(DOCUMENT PASSAGE)
=== Begin Enclosure ===

A top Maduro official defects to the U.S. and starts spilling: “What’s going on in Venezuela? Well, it’s being destroyed.”

venezuela

Venezuelan President Nicolas Maduro. December 2016. (photo: Eneas De Troya)

From widespread blackouts that have left homes, businesses, and hospitals in the dark for weeks at a time, to food shortages responsible for an average weight loss of 24 pounds throughout the population in 2018, Venezuela is in serious trouble.

That the country has been in trouble, and heading for bigger trouble, for years is no surprise to the international community. How to respond, is another matter entirely.

International investors and multinational companies fled the dictatorship years ago, when it became clear that Hugo Chavez’s communist government, along with his hand picked successor Nicolas Maduro, would plunder private businesses, seizing them as state property.

A lavish social benefit program kept the populace happy, and voting for Maduro. That is, until the money ran out. It was your basic pyramid scheme.

Lack of money hasn’t been Maduro’s only problem, either. Venezuela’s educated, professional class, and most of those with the means to do it, have fled to neighboring countries, or to the U.S.

With them has gone the engineers who helped keep the lights on in Venezuela. The doctors have gone, the shopkeepers have boarded up their businesses, as Venezuelan currency is barely worth the paper it's printed on.

The widespread blackouts are a symptom of this disfunction, and though the Maduro regime has been careful to blame the blackouts on American sabotage, people who have escaped the country tell a different tale.

The tale of Maduro’s government is one of a systematic dismantling of the other branches of government to achieve absolute power. It is also a tale of paranoia, of Maduro opponents under constant surveillance. And threat.

Maduro has plundered the country, according to a top Maduro official who has just escaped Venezuela, defecting to the U.S. to give a firsthand account of the complete destruction of what was once one of the wealthiest countries in the world.

General Manuel Ricardo Christopher Figuera, once the chief of the Maduro’s feared Sebin intelligence agency, is the highest-level defector from Venezuela in the past two decades.

Currently in Miami, Figuera is spilling Maduro’s secrets and the innermost workings of a deeply corrupt government to Bloomberg, among others. Having information from a true insider is something that will surely help turn the tide against the Maduro regime.

“I share responsibility for Maduro’s stay in power, like any official who’s been part of this criminal enterprise. But if someone has evidence against me, I have no fear to face justice.” — General Manuel Ricardo Christopher Figuera

Figuera did have a bit of comfort for expatriated Venezuelans, like himself, who are anxious to return and rebuild their home country. Maduro, Figuera insists, cannot last the year.

That his regime has held onto power this long is due to outside aid and assistance from Russia, China, Cuba, Turkey and Iran.

=== End Enclosure ===

(TASKS TO PERFORM)
1 > In the article about the Venezuelan defector, which agency did General Manuel Ricardo Christopher Figuera once lead?
2 > Transcribe the part of the article about the Venezuelan defector between "From widespread blackouts" and "another matter entirely.", inclusive.
The items are not used in any of this.

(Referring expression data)
=== Begin Enclosure ===

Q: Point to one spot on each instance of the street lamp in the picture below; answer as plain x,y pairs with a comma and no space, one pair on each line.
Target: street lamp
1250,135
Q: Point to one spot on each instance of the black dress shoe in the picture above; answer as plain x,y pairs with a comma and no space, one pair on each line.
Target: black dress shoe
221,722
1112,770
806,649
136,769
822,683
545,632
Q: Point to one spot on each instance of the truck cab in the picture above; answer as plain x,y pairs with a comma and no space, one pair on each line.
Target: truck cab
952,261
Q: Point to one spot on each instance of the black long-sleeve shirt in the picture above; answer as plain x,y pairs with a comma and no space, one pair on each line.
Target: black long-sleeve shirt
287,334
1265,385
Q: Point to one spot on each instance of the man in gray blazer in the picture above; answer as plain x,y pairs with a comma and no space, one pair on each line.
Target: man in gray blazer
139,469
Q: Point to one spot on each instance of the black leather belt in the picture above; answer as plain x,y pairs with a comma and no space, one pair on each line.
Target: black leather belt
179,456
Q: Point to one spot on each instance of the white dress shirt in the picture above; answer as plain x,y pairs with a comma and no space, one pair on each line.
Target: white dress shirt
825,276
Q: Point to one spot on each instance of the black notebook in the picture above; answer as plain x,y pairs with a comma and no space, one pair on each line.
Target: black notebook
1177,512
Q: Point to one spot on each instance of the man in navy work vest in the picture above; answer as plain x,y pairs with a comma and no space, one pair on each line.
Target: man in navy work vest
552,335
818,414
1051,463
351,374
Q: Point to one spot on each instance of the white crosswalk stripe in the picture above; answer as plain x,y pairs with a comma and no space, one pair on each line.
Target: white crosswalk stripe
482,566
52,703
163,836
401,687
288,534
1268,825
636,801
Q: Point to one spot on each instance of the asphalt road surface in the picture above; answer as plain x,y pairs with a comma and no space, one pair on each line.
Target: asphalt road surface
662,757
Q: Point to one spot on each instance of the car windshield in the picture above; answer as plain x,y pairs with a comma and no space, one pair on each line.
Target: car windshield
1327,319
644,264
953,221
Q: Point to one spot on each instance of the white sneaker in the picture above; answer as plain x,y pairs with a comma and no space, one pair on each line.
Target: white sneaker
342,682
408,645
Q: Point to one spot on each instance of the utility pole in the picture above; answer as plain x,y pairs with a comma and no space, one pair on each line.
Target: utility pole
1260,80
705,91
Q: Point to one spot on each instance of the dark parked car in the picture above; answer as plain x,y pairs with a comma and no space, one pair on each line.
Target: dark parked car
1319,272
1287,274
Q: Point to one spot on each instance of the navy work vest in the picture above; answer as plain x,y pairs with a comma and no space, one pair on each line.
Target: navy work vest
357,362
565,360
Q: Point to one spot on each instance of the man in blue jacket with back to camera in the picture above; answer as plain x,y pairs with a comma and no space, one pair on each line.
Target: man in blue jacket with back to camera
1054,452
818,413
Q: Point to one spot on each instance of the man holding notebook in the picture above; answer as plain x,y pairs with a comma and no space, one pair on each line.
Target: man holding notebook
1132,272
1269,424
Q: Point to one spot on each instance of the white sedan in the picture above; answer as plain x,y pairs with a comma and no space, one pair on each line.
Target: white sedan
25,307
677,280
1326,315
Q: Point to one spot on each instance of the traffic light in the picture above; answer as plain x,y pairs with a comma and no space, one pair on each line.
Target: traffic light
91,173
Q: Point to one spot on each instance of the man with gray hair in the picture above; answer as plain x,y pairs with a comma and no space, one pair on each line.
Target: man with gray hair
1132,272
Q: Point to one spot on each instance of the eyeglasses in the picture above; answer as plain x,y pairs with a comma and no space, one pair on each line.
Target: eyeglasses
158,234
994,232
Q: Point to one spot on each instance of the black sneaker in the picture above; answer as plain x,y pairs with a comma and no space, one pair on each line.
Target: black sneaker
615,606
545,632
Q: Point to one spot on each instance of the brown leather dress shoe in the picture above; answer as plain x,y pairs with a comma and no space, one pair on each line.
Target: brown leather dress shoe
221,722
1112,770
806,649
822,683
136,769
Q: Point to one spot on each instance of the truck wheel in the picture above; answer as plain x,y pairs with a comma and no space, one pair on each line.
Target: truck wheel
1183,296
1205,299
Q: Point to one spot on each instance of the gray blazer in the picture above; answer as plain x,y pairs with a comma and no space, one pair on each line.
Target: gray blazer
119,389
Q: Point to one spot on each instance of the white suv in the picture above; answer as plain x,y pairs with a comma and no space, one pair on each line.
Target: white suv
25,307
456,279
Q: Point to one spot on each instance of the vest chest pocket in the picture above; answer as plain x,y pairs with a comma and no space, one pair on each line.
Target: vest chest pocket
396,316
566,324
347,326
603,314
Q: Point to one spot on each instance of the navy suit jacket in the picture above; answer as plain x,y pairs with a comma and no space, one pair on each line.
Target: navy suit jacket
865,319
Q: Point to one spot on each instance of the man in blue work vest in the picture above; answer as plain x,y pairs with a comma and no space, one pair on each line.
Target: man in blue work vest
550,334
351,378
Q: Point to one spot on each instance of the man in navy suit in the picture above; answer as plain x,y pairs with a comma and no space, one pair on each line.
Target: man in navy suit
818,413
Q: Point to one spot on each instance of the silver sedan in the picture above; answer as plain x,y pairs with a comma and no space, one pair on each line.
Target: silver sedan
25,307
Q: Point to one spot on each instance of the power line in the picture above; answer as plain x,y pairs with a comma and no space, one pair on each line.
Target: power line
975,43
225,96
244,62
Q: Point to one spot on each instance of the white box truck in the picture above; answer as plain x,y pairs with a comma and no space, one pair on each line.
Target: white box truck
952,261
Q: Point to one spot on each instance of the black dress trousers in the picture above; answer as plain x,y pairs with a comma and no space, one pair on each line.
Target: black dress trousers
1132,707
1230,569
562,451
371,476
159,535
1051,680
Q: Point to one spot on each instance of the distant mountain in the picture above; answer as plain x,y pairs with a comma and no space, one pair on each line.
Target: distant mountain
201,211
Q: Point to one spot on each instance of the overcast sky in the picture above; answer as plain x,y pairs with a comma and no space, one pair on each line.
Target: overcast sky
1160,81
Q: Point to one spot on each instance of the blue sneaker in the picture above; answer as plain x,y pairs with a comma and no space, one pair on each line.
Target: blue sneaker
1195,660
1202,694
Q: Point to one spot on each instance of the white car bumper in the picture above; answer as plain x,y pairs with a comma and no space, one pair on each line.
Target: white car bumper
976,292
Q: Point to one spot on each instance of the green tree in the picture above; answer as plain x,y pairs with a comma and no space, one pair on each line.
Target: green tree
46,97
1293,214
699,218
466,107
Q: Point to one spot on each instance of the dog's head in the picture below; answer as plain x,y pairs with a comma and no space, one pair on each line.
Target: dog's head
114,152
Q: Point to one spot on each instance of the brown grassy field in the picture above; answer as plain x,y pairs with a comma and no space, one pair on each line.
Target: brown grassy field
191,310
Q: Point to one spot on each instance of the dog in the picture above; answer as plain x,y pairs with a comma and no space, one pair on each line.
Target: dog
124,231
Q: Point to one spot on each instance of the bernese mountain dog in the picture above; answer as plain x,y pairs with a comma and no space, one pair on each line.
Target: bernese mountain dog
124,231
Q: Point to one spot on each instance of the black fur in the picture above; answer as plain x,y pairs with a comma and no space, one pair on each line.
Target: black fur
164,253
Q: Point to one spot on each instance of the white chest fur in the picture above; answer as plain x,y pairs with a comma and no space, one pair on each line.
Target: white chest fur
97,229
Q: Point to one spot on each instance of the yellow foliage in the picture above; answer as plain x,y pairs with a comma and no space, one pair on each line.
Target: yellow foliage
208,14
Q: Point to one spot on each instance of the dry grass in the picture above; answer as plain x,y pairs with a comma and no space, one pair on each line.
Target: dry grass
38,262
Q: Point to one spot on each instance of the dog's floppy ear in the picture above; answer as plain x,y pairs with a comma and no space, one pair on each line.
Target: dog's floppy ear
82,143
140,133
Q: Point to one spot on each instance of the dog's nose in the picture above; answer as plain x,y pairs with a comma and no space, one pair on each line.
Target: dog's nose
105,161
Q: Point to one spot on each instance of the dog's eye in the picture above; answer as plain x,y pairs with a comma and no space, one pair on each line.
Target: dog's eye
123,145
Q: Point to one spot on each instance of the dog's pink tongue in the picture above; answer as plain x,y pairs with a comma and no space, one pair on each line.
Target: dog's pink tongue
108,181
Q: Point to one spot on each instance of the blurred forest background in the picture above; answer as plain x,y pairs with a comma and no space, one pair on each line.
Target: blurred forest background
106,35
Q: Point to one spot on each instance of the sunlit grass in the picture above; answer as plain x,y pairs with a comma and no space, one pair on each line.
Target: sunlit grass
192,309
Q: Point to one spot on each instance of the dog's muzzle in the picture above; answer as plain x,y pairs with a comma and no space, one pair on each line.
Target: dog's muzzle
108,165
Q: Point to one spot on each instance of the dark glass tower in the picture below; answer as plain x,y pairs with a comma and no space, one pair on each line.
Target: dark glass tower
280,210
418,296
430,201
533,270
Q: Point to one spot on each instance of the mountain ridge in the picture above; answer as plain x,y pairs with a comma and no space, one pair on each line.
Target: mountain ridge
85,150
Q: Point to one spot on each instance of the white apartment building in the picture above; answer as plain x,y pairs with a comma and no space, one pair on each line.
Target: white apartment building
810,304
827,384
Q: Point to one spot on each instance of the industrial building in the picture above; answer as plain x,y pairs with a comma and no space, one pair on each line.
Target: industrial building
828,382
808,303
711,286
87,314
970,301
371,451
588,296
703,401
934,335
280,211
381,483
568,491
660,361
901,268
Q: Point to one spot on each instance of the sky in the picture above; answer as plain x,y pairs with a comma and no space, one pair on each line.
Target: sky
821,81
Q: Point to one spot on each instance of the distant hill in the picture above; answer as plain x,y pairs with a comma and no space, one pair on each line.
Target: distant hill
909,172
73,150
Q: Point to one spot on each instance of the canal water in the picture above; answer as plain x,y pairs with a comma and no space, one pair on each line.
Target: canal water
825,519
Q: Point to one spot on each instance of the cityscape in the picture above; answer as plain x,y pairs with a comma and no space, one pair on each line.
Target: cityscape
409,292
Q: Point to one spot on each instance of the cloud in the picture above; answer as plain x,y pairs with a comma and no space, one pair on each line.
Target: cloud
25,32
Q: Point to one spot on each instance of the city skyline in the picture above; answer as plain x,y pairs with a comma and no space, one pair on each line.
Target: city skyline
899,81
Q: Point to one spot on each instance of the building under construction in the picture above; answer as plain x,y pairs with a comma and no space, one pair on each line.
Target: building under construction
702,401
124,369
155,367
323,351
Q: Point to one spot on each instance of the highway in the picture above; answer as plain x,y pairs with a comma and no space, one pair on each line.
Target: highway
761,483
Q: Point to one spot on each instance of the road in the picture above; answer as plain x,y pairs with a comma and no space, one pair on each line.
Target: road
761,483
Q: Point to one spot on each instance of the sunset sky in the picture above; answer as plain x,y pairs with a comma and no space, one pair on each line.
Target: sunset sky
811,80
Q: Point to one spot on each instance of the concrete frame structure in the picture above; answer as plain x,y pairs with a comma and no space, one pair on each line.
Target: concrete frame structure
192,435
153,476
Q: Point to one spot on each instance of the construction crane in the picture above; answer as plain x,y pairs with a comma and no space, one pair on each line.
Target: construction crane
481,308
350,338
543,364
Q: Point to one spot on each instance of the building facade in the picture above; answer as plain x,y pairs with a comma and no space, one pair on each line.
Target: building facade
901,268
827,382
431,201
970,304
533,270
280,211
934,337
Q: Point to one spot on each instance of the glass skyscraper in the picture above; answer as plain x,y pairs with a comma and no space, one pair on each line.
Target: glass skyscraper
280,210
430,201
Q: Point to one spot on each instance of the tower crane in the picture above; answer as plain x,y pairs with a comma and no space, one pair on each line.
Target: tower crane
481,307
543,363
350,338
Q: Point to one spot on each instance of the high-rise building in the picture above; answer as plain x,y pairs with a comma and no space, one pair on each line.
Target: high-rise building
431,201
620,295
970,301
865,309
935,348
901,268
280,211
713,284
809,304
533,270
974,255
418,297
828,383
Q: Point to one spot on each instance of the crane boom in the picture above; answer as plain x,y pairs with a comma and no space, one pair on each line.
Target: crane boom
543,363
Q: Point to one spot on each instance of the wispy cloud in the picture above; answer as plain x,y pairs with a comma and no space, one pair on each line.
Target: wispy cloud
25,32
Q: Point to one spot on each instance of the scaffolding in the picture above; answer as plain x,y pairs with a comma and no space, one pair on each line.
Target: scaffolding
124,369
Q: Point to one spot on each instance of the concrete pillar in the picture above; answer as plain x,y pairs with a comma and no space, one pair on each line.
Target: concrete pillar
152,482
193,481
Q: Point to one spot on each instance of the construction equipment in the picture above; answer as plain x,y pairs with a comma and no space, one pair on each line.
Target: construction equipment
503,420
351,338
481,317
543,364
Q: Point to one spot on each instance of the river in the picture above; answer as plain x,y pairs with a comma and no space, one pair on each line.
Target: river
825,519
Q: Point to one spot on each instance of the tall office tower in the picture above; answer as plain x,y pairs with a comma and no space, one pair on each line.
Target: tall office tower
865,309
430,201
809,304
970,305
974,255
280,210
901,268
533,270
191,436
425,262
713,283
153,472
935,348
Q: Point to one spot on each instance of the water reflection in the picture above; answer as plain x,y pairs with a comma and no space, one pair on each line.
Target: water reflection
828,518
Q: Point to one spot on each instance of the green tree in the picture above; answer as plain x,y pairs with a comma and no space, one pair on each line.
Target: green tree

=== End Enclosure ===

(RESPONSES)
1 > Maduro's Sebin intelligence agency.

2 >
From widespread blackouts that have left homes, businesses, and hospitals in the dark for weeks at a time, to food shortages responsible for an average weight loss of 24 pounds throughout the population in 2018, Venezuela is in serious trouble.

That the country has been in trouble, and heading for bigger trouble, for years is no surprise to the international community. How to respond, is another matter entirely.